→ **PROBLEM DESCRIPTION**:
Count the lines of the listing that contain the string "weathered", treating uppercase and lowercase as different, and reply with the number alone.

** start of RECORDS **

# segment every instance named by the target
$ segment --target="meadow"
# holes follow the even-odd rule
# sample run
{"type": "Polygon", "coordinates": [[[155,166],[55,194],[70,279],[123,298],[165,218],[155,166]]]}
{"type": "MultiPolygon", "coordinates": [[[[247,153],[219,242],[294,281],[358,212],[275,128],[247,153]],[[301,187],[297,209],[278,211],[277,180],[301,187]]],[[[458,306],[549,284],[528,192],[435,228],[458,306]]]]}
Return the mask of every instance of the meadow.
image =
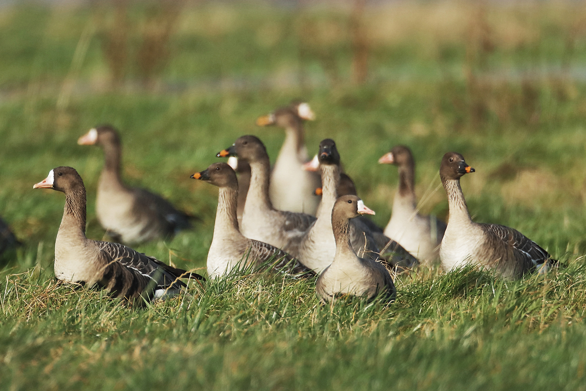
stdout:
{"type": "Polygon", "coordinates": [[[0,216],[23,242],[0,264],[0,389],[586,389],[583,5],[161,4],[0,8],[0,216]],[[126,181],[200,218],[136,249],[203,273],[217,190],[190,176],[243,134],[274,161],[283,132],[254,121],[294,98],[316,114],[309,153],[336,141],[379,225],[397,182],[380,156],[411,147],[421,210],[446,219],[438,171],[456,151],[476,169],[462,180],[475,220],[565,266],[415,270],[389,308],[323,307],[314,280],[254,274],[144,310],[56,282],[64,196],[32,185],[76,168],[102,239],[102,153],[76,144],[89,128],[118,127],[126,181]]]}

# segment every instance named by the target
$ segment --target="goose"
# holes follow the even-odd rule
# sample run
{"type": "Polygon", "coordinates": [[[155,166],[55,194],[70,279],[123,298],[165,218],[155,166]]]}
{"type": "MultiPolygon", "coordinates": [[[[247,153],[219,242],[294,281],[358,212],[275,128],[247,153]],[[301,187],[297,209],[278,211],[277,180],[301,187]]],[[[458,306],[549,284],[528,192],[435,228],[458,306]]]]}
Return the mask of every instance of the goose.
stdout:
{"type": "Polygon", "coordinates": [[[303,123],[315,118],[308,103],[294,101],[257,120],[259,126],[285,129],[285,141],[275,162],[269,188],[271,202],[277,209],[315,215],[319,200],[312,193],[319,186],[319,175],[302,168],[308,160],[303,123]]]}
{"type": "MultiPolygon", "coordinates": [[[[326,138],[319,143],[318,156],[322,183],[322,200],[318,209],[317,220],[301,240],[299,259],[306,266],[319,273],[332,263],[336,253],[336,241],[332,228],[332,209],[338,198],[336,192],[339,188],[340,168],[340,154],[332,139],[326,138]]],[[[394,250],[394,253],[390,254],[391,263],[400,264],[404,267],[407,266],[406,264],[410,266],[415,261],[404,250],[400,249],[396,243],[391,242],[391,242],[389,238],[385,237],[383,243],[379,246],[374,234],[358,217],[350,220],[350,237],[354,251],[364,257],[376,260],[381,250],[391,248],[391,251],[394,250]]]]}
{"type": "Polygon", "coordinates": [[[8,224],[0,217],[0,257],[5,251],[21,244],[12,233],[8,224]]]}
{"type": "Polygon", "coordinates": [[[33,189],[65,193],[63,217],[55,240],[55,277],[106,289],[112,297],[141,305],[144,301],[179,293],[179,278],[204,280],[199,274],[166,265],[130,247],[86,237],[86,188],[71,167],[49,171],[33,189]]]}
{"type": "Polygon", "coordinates": [[[389,271],[377,262],[359,257],[350,244],[350,219],[362,213],[374,212],[356,196],[340,197],[334,204],[332,226],[336,238],[336,254],[332,264],[315,284],[315,292],[322,302],[331,302],[340,294],[369,299],[380,294],[388,302],[396,297],[397,290],[389,271]]]}
{"type": "Polygon", "coordinates": [[[408,147],[396,145],[379,159],[398,167],[399,186],[393,202],[393,214],[384,234],[396,240],[424,264],[438,259],[445,223],[434,216],[420,215],[415,195],[415,161],[408,147]]]}
{"type": "Polygon", "coordinates": [[[309,271],[282,250],[240,233],[236,218],[238,180],[230,165],[214,163],[191,177],[220,188],[214,236],[207,253],[207,274],[210,278],[216,278],[237,267],[253,265],[257,268],[272,261],[273,268],[288,274],[309,271]],[[240,263],[243,260],[244,264],[240,263]]]}
{"type": "Polygon", "coordinates": [[[536,269],[544,273],[557,266],[547,251],[519,231],[472,220],[460,178],[475,171],[460,154],[449,152],[442,159],[440,176],[449,207],[448,227],[440,247],[442,267],[451,270],[470,263],[514,278],[536,269]]]}
{"type": "Polygon", "coordinates": [[[120,138],[110,125],[91,129],[77,144],[98,144],[105,164],[100,176],[96,213],[101,226],[117,242],[139,243],[169,239],[191,227],[190,216],[178,210],[160,196],[144,189],[130,188],[120,178],[120,138]]]}
{"type": "Polygon", "coordinates": [[[236,216],[238,223],[242,223],[242,213],[246,203],[246,194],[250,186],[250,165],[245,161],[239,161],[237,158],[228,158],[228,164],[238,174],[238,202],[236,203],[236,216]]]}
{"type": "Polygon", "coordinates": [[[315,217],[305,213],[275,209],[268,196],[268,155],[257,137],[245,135],[216,155],[234,156],[250,165],[250,187],[242,214],[240,232],[248,239],[281,249],[293,257],[298,255],[301,238],[315,217]]]}

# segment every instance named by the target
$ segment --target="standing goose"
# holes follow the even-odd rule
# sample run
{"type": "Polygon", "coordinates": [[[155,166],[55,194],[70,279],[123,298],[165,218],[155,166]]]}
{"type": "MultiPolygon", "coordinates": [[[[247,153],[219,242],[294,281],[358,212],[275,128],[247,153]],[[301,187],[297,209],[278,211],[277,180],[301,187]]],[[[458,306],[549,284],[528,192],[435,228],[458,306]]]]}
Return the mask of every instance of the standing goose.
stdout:
{"type": "Polygon", "coordinates": [[[446,225],[435,216],[419,214],[415,195],[415,161],[411,149],[404,145],[394,147],[379,163],[394,164],[399,172],[399,187],[384,234],[398,242],[420,261],[430,264],[438,258],[446,225]]]}
{"type": "Polygon", "coordinates": [[[190,216],[166,200],[122,182],[120,138],[114,128],[91,129],[77,144],[98,144],[104,150],[105,164],[98,184],[96,213],[100,223],[117,242],[138,243],[167,239],[191,227],[190,216]]]}
{"type": "Polygon", "coordinates": [[[332,211],[332,226],[336,238],[336,254],[332,264],[318,278],[315,291],[323,302],[331,302],[339,294],[351,294],[372,298],[384,295],[390,302],[397,291],[389,271],[381,264],[359,258],[350,244],[350,219],[359,214],[373,215],[360,198],[340,197],[332,211]]]}
{"type": "Polygon", "coordinates": [[[246,195],[250,186],[250,165],[243,161],[239,161],[237,158],[231,156],[228,158],[228,164],[238,174],[238,202],[236,204],[236,216],[238,223],[242,223],[242,213],[244,211],[246,203],[246,195]]]}
{"type": "MultiPolygon", "coordinates": [[[[336,253],[336,241],[332,227],[332,210],[338,198],[337,191],[341,177],[340,154],[333,140],[329,138],[322,140],[319,143],[318,156],[322,183],[322,201],[318,209],[317,220],[302,240],[299,259],[306,266],[321,271],[332,263],[336,253]]],[[[376,260],[379,258],[380,251],[387,247],[387,249],[390,248],[390,251],[394,251],[390,254],[392,257],[391,264],[399,264],[404,267],[416,262],[396,243],[393,242],[387,246],[387,243],[391,241],[389,238],[385,237],[381,245],[377,244],[375,234],[359,217],[362,216],[350,222],[350,243],[355,252],[365,258],[376,260]]]]}
{"type": "Polygon", "coordinates": [[[199,274],[166,265],[132,249],[86,237],[86,188],[71,167],[57,167],[33,189],[65,193],[65,208],[55,240],[55,277],[64,281],[98,285],[114,298],[140,305],[144,300],[178,293],[179,278],[203,280],[199,274]]]}
{"type": "Polygon", "coordinates": [[[303,123],[315,118],[309,104],[294,101],[257,120],[259,126],[274,125],[285,129],[285,141],[272,169],[269,189],[271,202],[278,209],[315,215],[319,200],[312,193],[319,186],[319,175],[302,168],[308,160],[303,123]]]}
{"type": "Polygon", "coordinates": [[[214,163],[191,177],[220,188],[214,236],[207,253],[207,274],[210,277],[215,278],[237,267],[252,265],[257,268],[267,261],[275,262],[273,268],[288,274],[309,271],[282,250],[240,233],[236,218],[238,181],[231,167],[226,163],[214,163]],[[243,261],[244,264],[239,264],[243,261]]]}
{"type": "Polygon", "coordinates": [[[235,156],[250,165],[250,187],[240,227],[243,234],[282,249],[297,257],[301,238],[315,217],[273,208],[268,196],[268,155],[262,141],[254,136],[242,136],[217,156],[235,156]]]}
{"type": "Polygon", "coordinates": [[[440,176],[449,206],[448,227],[440,248],[444,268],[451,270],[472,263],[493,269],[503,277],[518,278],[536,269],[546,271],[557,264],[547,251],[519,231],[472,220],[460,178],[474,171],[459,154],[449,152],[442,159],[440,176]]]}

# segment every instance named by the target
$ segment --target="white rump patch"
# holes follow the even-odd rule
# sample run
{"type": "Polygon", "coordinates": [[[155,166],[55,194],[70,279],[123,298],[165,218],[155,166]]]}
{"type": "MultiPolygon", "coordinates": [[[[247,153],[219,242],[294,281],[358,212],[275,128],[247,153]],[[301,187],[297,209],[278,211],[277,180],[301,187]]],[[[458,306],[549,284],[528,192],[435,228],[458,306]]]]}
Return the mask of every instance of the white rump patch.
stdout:
{"type": "Polygon", "coordinates": [[[300,103],[299,105],[297,106],[297,114],[299,114],[299,116],[304,120],[313,121],[315,119],[315,114],[311,110],[311,107],[309,107],[309,103],[306,103],[305,102],[300,103]]]}

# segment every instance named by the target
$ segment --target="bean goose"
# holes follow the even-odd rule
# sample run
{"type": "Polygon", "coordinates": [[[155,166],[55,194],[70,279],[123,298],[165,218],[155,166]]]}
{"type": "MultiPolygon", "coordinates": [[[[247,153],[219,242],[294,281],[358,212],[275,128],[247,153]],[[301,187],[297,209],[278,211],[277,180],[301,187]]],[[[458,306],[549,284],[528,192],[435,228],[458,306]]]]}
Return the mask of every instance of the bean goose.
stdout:
{"type": "Polygon", "coordinates": [[[430,264],[437,259],[445,223],[434,216],[419,214],[415,195],[415,161],[411,149],[394,147],[379,163],[398,167],[399,186],[393,202],[393,214],[384,229],[392,237],[421,262],[430,264]]]}
{"type": "Polygon", "coordinates": [[[316,293],[322,302],[331,302],[340,294],[370,299],[380,294],[389,302],[394,300],[397,291],[389,271],[377,262],[359,257],[350,244],[350,219],[361,213],[374,213],[356,196],[343,196],[336,200],[332,211],[336,254],[315,284],[316,293]]]}
{"type": "Polygon", "coordinates": [[[238,202],[236,204],[236,216],[238,223],[242,223],[242,213],[246,203],[246,194],[250,186],[250,165],[244,161],[239,161],[233,156],[228,158],[228,164],[238,174],[238,202]]]}
{"type": "Polygon", "coordinates": [[[236,218],[238,181],[229,165],[214,163],[191,177],[220,188],[214,236],[207,253],[210,277],[215,278],[238,267],[253,265],[257,268],[267,261],[274,263],[271,267],[275,270],[290,274],[309,271],[282,250],[244,237],[240,233],[236,218]]]}
{"type": "Polygon", "coordinates": [[[297,257],[301,238],[315,217],[273,208],[268,196],[268,155],[262,141],[254,136],[243,136],[229,148],[219,152],[217,156],[235,156],[250,165],[250,187],[242,214],[242,234],[297,257]]]}
{"type": "Polygon", "coordinates": [[[503,277],[518,278],[532,270],[547,271],[557,261],[519,231],[496,224],[479,224],[470,218],[460,178],[473,168],[459,154],[444,155],[440,176],[448,195],[449,216],[440,248],[446,270],[466,263],[493,269],[503,277]]]}
{"type": "Polygon", "coordinates": [[[178,293],[180,277],[203,280],[198,274],[166,265],[132,249],[86,237],[86,188],[71,167],[51,170],[33,189],[65,193],[65,208],[55,240],[55,277],[64,281],[97,285],[114,298],[140,305],[144,300],[178,293]]]}
{"type": "MultiPolygon", "coordinates": [[[[322,186],[321,188],[322,201],[318,209],[318,219],[311,226],[306,235],[302,240],[299,246],[299,259],[308,267],[316,271],[321,271],[332,263],[336,252],[336,241],[332,230],[332,209],[336,199],[337,189],[339,186],[340,154],[333,140],[327,138],[319,144],[319,162],[321,172],[322,186]]],[[[396,251],[397,254],[389,254],[393,264],[406,263],[410,264],[415,261],[408,253],[403,250],[397,243],[386,240],[381,246],[377,244],[373,232],[369,227],[358,217],[353,219],[350,222],[350,243],[354,251],[361,256],[376,260],[379,258],[379,253],[386,247],[396,251]]]]}
{"type": "Polygon", "coordinates": [[[302,168],[307,161],[303,122],[315,115],[305,102],[292,102],[257,120],[260,126],[274,125],[285,129],[285,141],[271,174],[269,194],[281,210],[315,215],[319,200],[312,195],[319,186],[319,176],[302,168]]]}
{"type": "Polygon", "coordinates": [[[106,125],[91,129],[80,137],[77,144],[98,144],[104,150],[105,164],[98,184],[96,213],[115,240],[138,243],[167,239],[191,227],[190,216],[166,200],[122,182],[120,138],[114,128],[106,125]]]}

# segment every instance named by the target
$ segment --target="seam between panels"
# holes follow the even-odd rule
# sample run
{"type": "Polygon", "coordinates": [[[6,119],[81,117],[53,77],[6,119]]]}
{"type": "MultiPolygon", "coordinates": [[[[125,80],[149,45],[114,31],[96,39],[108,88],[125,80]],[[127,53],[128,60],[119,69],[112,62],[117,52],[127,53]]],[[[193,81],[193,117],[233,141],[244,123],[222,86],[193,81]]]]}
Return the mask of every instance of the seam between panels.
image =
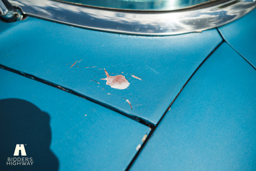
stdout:
{"type": "MultiPolygon", "coordinates": [[[[219,31],[218,31],[219,32],[219,31]]],[[[150,138],[152,134],[154,133],[155,129],[157,128],[158,125],[159,124],[159,123],[162,121],[163,118],[165,117],[165,114],[167,113],[169,109],[171,107],[172,104],[174,103],[174,102],[175,101],[175,100],[177,98],[178,96],[180,94],[181,91],[182,90],[182,89],[184,88],[185,86],[186,86],[187,83],[189,81],[189,80],[191,79],[191,77],[193,77],[193,75],[194,75],[194,74],[196,73],[196,71],[200,68],[200,66],[204,63],[204,62],[212,54],[213,52],[215,52],[215,50],[217,49],[218,49],[219,47],[221,46],[221,45],[222,45],[222,43],[225,41],[223,38],[222,37],[221,35],[220,35],[221,39],[222,39],[222,41],[219,44],[217,45],[213,50],[212,51],[206,56],[206,58],[204,60],[204,61],[197,66],[197,68],[194,71],[194,72],[192,73],[192,75],[191,75],[191,77],[187,80],[186,83],[183,85],[183,86],[180,88],[180,92],[178,93],[178,94],[175,96],[174,99],[172,101],[172,102],[170,103],[170,104],[169,105],[167,109],[165,111],[165,112],[164,113],[164,114],[162,115],[162,117],[161,117],[161,119],[159,119],[159,122],[157,124],[157,125],[155,126],[150,126],[150,128],[151,128],[151,131],[148,134],[146,139],[145,140],[144,142],[142,144],[142,147],[140,147],[140,149],[138,150],[138,151],[137,152],[137,153],[135,154],[135,155],[134,156],[133,159],[131,160],[131,162],[130,162],[130,164],[129,164],[129,166],[127,166],[127,169],[125,170],[126,171],[128,171],[129,170],[129,169],[131,168],[132,165],[133,164],[133,163],[135,162],[135,161],[137,159],[137,158],[138,157],[140,153],[141,153],[142,150],[143,149],[143,148],[144,147],[145,145],[147,143],[148,140],[150,138]]]]}

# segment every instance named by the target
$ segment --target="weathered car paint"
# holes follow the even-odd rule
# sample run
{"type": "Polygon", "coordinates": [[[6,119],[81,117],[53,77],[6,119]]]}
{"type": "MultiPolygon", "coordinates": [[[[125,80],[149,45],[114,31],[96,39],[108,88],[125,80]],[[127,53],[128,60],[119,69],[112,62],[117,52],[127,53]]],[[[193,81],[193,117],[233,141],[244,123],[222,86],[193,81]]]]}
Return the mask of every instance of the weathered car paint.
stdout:
{"type": "Polygon", "coordinates": [[[3,69],[0,77],[1,170],[124,170],[150,132],[35,80],[3,69]],[[26,156],[14,156],[16,144],[25,144],[26,156]],[[33,164],[7,165],[14,157],[32,157],[33,164]]]}
{"type": "Polygon", "coordinates": [[[225,40],[256,69],[256,10],[219,28],[225,40]]]}
{"type": "Polygon", "coordinates": [[[223,43],[164,116],[130,170],[255,170],[256,71],[223,43]]]}
{"type": "Polygon", "coordinates": [[[222,41],[216,29],[138,37],[33,18],[0,22],[2,27],[1,64],[152,125],[157,124],[188,79],[222,41]],[[125,77],[129,86],[119,90],[107,85],[102,80],[106,77],[104,69],[110,76],[125,77]]]}

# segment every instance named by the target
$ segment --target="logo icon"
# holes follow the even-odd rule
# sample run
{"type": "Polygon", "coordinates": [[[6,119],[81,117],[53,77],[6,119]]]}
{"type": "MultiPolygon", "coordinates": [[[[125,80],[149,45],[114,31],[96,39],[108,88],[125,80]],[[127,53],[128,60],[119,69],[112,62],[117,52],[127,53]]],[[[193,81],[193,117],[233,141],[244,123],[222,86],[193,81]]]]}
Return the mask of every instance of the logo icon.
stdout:
{"type": "MultiPolygon", "coordinates": [[[[25,147],[23,144],[16,144],[14,156],[19,156],[20,151],[21,156],[27,156],[25,147]]],[[[33,164],[33,157],[7,157],[7,166],[32,166],[33,164]]]]}
{"type": "Polygon", "coordinates": [[[27,156],[25,147],[24,147],[24,145],[22,144],[17,144],[16,147],[15,148],[14,154],[14,156],[18,156],[20,153],[20,151],[21,153],[21,155],[22,156],[27,156]]]}

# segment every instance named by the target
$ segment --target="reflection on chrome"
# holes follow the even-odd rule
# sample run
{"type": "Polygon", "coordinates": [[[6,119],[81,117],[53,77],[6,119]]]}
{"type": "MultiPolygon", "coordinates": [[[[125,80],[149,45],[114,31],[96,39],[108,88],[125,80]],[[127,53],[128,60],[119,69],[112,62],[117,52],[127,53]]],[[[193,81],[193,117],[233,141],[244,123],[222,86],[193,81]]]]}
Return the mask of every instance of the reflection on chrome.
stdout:
{"type": "Polygon", "coordinates": [[[141,35],[172,35],[207,30],[238,19],[256,7],[254,0],[231,0],[195,10],[135,13],[50,0],[10,1],[28,16],[89,29],[141,35]]]}

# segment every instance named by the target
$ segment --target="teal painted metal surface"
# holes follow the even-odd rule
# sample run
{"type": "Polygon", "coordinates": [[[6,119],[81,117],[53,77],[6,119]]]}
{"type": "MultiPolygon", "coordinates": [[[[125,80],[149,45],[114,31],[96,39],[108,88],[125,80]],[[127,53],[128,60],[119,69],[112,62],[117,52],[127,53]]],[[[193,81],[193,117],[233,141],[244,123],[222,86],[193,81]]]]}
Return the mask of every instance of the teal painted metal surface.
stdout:
{"type": "Polygon", "coordinates": [[[44,83],[1,69],[0,77],[1,170],[124,170],[150,132],[44,83]],[[14,156],[16,144],[27,155],[14,156]],[[22,157],[26,166],[13,162],[22,157]]]}
{"type": "Polygon", "coordinates": [[[131,170],[255,170],[255,78],[223,43],[185,86],[131,170]]]}
{"type": "Polygon", "coordinates": [[[177,36],[138,37],[33,18],[15,24],[0,22],[0,28],[4,28],[0,35],[1,64],[153,125],[222,41],[215,29],[177,36]],[[118,77],[102,79],[107,77],[104,69],[110,76],[119,75],[123,84],[117,88],[123,90],[111,85],[110,79],[118,77]]]}
{"type": "Polygon", "coordinates": [[[256,10],[219,28],[225,40],[256,69],[256,10]]]}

** end of RECORDS **

→ **EXPECTED ANSWER**:
2